═══ TEXT SECTION

Building Decision Making Models Through Language Model Regime

Paper · arXiv 2408.06087 · Published August 12, 2024

LLMs demonstrate remarkable success in generalizing across varied language tasks, inspiring a new strategy for training decision making models. Our approach, referred to as "Learning then Using" (LTU), entails a two-stage process. Initially, the learning phase develops a robust foundational decision making model by integrating diverse knowledge from various domains and decision making contexts. The subsequent using phase refines this foundation model for specific decision making scenarios. Distinct from other studies that employ LLMs for decision making through supervised learning, our LTU method embraces a versatile training methodology that combines broad pre-training with targeted fine-tuning. Experiments in e-commerce domains such as advertising and search optimization have shown that LTU approach outperforms traditional supervised learning regimes in decision making capabilities and generalization. The LTU approach is the first practical training architecture for both single-step and multi-step decision making tasks combined with LLMs, which can be applied beyond game and robot domains.

══════
═══ DATA SUPPLIED

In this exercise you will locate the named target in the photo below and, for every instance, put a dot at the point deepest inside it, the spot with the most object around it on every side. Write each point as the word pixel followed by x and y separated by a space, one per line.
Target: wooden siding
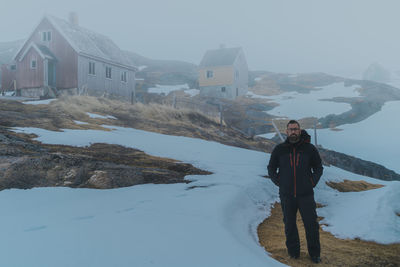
pixel 98 83
pixel 67 58
pixel 7 77
pixel 222 75
pixel 28 77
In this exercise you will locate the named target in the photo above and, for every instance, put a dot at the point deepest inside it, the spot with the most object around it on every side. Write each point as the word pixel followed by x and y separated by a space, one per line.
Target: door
pixel 51 70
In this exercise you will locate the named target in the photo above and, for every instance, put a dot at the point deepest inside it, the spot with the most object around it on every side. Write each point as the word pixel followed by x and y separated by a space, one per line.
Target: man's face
pixel 293 132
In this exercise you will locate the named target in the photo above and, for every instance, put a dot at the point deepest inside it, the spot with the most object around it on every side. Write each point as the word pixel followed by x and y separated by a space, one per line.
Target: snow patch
pixel 295 105
pixel 166 89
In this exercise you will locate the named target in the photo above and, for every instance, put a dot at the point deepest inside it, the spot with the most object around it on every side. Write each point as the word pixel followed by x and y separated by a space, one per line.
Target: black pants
pixel 307 207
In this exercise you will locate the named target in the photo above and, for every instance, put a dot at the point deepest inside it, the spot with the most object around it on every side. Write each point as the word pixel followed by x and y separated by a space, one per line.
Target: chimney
pixel 73 18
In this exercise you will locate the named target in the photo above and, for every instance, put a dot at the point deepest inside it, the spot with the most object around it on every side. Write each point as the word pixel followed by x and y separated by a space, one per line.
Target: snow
pixel 253 95
pixel 268 135
pixel 97 116
pixel 374 139
pixel 166 89
pixel 140 68
pixel 214 224
pixel 39 102
pixel 9 93
pixel 192 92
pixel 80 122
pixel 295 105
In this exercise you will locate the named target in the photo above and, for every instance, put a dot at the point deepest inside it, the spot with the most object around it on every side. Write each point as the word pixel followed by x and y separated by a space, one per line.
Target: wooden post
pixel 220 115
pixel 315 133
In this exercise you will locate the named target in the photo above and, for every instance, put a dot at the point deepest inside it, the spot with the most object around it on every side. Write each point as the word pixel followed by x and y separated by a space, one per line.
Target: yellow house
pixel 223 73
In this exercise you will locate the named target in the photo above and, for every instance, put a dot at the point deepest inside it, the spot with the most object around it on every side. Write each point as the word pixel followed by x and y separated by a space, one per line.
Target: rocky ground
pixel 25 163
pixel 334 251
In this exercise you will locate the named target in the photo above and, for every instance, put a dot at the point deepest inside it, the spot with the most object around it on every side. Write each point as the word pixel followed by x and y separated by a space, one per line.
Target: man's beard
pixel 294 138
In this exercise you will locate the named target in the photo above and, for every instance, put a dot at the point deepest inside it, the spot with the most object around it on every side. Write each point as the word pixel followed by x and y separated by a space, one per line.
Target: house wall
pixel 28 77
pixel 67 58
pixel 98 84
pixel 222 75
pixel 7 77
pixel 225 76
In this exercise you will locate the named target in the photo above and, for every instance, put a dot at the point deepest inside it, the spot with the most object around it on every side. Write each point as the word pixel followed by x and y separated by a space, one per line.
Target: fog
pixel 338 37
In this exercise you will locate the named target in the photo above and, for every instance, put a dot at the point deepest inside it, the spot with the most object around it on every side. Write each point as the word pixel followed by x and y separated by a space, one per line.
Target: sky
pixel 340 37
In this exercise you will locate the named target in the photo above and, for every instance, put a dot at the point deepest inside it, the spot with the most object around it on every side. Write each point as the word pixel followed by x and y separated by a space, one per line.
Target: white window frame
pixel 108 72
pixel 124 74
pixel 92 68
pixel 33 60
pixel 46 36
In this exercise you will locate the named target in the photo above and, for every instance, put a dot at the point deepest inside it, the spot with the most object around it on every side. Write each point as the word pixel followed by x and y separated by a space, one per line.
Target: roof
pixel 89 43
pixel 42 50
pixel 220 57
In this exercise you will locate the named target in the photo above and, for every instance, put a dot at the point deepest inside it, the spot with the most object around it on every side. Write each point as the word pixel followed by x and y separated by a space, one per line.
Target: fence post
pixel 174 100
pixel 315 133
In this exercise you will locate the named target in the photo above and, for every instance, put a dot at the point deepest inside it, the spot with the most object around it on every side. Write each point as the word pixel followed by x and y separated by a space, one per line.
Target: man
pixel 295 166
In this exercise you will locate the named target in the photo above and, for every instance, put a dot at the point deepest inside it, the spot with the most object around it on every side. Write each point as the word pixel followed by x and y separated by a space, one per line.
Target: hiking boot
pixel 316 259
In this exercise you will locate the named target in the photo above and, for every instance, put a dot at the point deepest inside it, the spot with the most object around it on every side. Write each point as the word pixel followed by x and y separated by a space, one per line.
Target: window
pixel 33 63
pixel 92 68
pixel 236 74
pixel 123 76
pixel 108 72
pixel 46 36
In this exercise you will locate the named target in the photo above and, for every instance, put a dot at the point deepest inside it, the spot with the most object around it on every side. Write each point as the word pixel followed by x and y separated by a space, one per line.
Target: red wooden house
pixel 60 55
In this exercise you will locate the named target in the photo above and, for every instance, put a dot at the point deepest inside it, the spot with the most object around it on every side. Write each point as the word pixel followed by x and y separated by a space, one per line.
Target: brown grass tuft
pixel 353 186
pixel 334 251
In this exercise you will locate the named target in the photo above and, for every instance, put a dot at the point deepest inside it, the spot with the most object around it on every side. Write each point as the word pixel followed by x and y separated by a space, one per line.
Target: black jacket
pixel 295 168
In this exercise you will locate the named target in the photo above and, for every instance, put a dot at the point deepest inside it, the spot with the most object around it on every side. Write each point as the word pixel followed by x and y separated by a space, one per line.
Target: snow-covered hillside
pixel 209 222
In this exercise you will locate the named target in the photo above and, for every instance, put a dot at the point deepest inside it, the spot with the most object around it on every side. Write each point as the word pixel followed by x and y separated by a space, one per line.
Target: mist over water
pixel 336 37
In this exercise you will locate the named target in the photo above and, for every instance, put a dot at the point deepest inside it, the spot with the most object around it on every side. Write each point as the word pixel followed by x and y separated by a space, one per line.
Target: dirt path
pixel 334 251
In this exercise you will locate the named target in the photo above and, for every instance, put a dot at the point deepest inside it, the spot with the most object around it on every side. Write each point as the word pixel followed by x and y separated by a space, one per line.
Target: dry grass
pixel 266 87
pixel 62 114
pixel 334 251
pixel 353 186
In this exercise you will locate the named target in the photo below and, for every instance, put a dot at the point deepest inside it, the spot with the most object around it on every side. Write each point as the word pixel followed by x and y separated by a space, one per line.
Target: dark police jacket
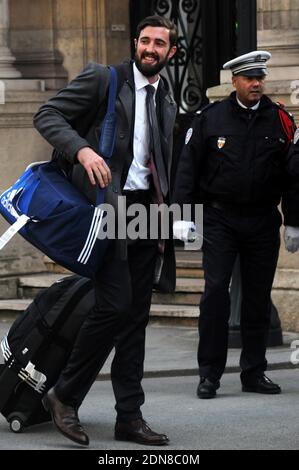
pixel 236 156
pixel 72 120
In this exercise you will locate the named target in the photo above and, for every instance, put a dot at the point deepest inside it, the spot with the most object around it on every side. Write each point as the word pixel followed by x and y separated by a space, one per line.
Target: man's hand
pixel 95 166
pixel 291 238
pixel 183 230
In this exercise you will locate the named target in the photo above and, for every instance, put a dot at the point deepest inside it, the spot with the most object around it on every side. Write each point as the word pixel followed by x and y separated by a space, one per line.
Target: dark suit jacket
pixel 72 120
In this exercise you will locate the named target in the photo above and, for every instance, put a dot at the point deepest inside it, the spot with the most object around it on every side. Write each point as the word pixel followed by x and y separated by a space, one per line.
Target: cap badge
pixel 221 142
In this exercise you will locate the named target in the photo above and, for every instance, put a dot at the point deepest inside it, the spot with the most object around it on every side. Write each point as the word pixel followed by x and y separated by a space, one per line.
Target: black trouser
pixel 256 238
pixel 123 297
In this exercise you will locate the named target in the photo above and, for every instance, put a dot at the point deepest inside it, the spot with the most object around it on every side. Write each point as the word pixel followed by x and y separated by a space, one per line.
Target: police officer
pixel 234 161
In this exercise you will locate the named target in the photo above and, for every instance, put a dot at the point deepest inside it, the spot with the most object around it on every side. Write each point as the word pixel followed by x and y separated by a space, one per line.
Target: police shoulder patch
pixel 188 135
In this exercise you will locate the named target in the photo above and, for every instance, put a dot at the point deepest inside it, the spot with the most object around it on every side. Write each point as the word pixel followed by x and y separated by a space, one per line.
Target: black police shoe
pixel 207 388
pixel 138 431
pixel 260 384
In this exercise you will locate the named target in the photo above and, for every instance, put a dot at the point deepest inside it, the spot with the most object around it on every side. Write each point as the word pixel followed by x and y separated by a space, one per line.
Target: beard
pixel 150 70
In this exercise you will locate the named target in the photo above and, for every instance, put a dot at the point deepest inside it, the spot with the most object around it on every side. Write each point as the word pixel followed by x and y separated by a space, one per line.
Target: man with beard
pixel 70 122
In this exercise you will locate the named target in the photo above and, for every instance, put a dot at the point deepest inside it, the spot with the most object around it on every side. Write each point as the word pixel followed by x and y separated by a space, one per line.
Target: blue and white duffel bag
pixel 51 214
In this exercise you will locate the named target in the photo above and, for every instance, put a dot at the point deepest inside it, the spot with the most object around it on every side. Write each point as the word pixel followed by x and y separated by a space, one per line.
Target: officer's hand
pixel 95 166
pixel 291 238
pixel 183 230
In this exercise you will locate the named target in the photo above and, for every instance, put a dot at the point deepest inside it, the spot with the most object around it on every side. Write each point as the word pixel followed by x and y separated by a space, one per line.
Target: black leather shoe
pixel 65 419
pixel 207 388
pixel 138 431
pixel 260 384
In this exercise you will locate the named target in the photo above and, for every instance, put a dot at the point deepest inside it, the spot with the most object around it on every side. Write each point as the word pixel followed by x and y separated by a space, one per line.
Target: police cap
pixel 252 64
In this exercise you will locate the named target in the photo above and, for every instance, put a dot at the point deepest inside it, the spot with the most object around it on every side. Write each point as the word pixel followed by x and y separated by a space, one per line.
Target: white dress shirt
pixel 139 173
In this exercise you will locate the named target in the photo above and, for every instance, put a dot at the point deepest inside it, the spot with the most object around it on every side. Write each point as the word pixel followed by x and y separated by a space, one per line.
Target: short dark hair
pixel 157 21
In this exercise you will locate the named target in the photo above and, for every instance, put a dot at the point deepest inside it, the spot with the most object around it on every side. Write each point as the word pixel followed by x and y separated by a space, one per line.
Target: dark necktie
pixel 155 143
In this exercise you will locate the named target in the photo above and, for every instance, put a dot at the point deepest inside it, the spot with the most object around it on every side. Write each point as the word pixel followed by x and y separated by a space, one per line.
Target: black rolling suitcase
pixel 37 347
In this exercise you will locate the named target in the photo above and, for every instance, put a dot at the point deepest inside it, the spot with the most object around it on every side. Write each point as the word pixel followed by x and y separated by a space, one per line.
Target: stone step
pixel 187 288
pixel 190 272
pixel 188 264
pixel 183 314
pixel 188 292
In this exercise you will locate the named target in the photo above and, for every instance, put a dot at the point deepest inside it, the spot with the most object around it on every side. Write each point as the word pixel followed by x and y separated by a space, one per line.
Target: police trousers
pixel 255 237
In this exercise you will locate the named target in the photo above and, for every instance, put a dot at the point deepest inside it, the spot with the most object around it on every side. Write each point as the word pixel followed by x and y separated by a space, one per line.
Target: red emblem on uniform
pixel 221 142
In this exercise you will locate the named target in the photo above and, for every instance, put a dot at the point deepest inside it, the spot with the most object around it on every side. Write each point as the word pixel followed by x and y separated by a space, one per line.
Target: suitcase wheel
pixel 16 424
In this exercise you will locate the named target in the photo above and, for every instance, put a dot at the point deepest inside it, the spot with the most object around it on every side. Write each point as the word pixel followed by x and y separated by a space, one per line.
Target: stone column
pixel 278 33
pixel 7 70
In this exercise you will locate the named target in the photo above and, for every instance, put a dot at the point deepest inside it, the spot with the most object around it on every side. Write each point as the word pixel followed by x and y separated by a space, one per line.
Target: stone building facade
pixel 43 49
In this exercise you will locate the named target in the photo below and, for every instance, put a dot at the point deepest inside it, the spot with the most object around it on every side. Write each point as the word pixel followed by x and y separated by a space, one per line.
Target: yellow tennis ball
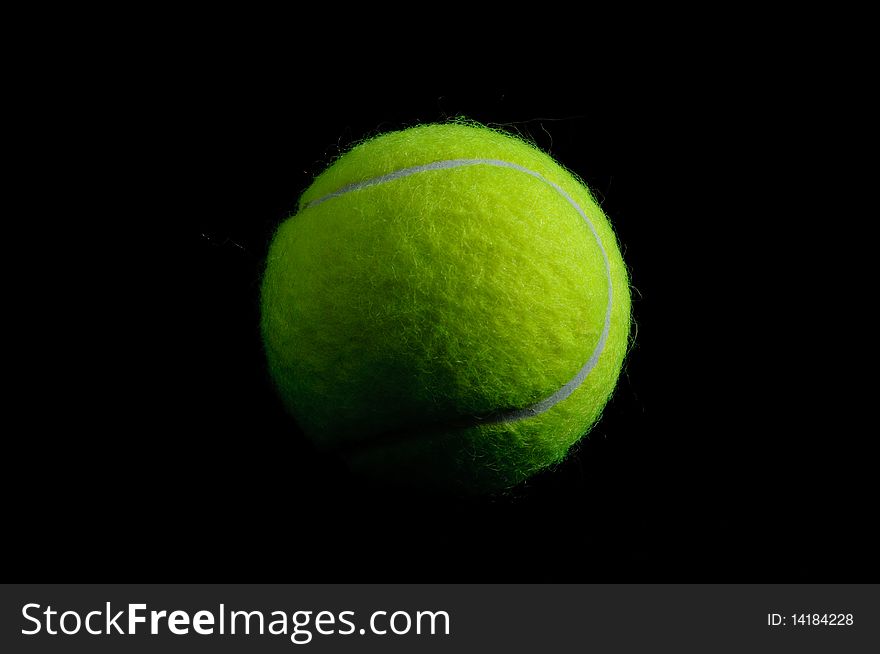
pixel 448 308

══════

**EXERCISE TASKS**:
1. Answer these questions using the abstract on the "Learning then Using" (LTU) approach:
(a) What does the learning phase develop, and by what means?
(b) In which e-commerce domains were the experiments conducted?
(c) On what date was the paper published?
2. Carry on the abstract on the "Learning then Using" (LTU) approach, beginning after its final sentence.

**ANSWERS TO THE PROBLEMS**:
1.
(a) It develops a robust foundational decision making model by integrating diverse knowledge from various domains and decision making contexts.
(b) Advertising and search optimization.
(c) August 12, 2024.

2.
The conventional method for aligning language models with downstream tasks, such as decision making, employs supervised fine-tuning (SFT). We introduce a training paradigm named Learning then Using(LTU), with separate learning and using phase. Learning in LTU. Our approach involves an initial learning phase with continued pre-training on large language models (LLMs). Continue pre-training(CT) is widely used to enhance abilities of different domains or languages based on already well-trained large language models (Cui et al., 2023; Rozière et al., 2023). The basic idea of LTU method is LLMs are able to learn inherent patterns and statistics correlations via decision making knowledge formulated as (s, a, r). Through continued pre-training, we can integrate this collective decision making intelligence into a LLM , transforming it into a comprehensive foundation decision making model which is suitable for various downstream tasks. We construct the data format in (s, a, r) pairs as we mentioned in 3.2. We use this part of data to do an auto-regression training following the Eq 1 based on a LLM. After the learning phase, we get our foundation decision making model. Using in LTU. The using phase is a classic supervised fine-tuning phase. Supervised fine-tuning(SFT) has emerged as a powerful and effective technique to adapt pre-trained LLMs to specific downstream tasks through supervised learning. In this part, we leverage the foundation decision making model trained in learning phase and learn to predict P(r|s, a) to solve certain decision making tasks.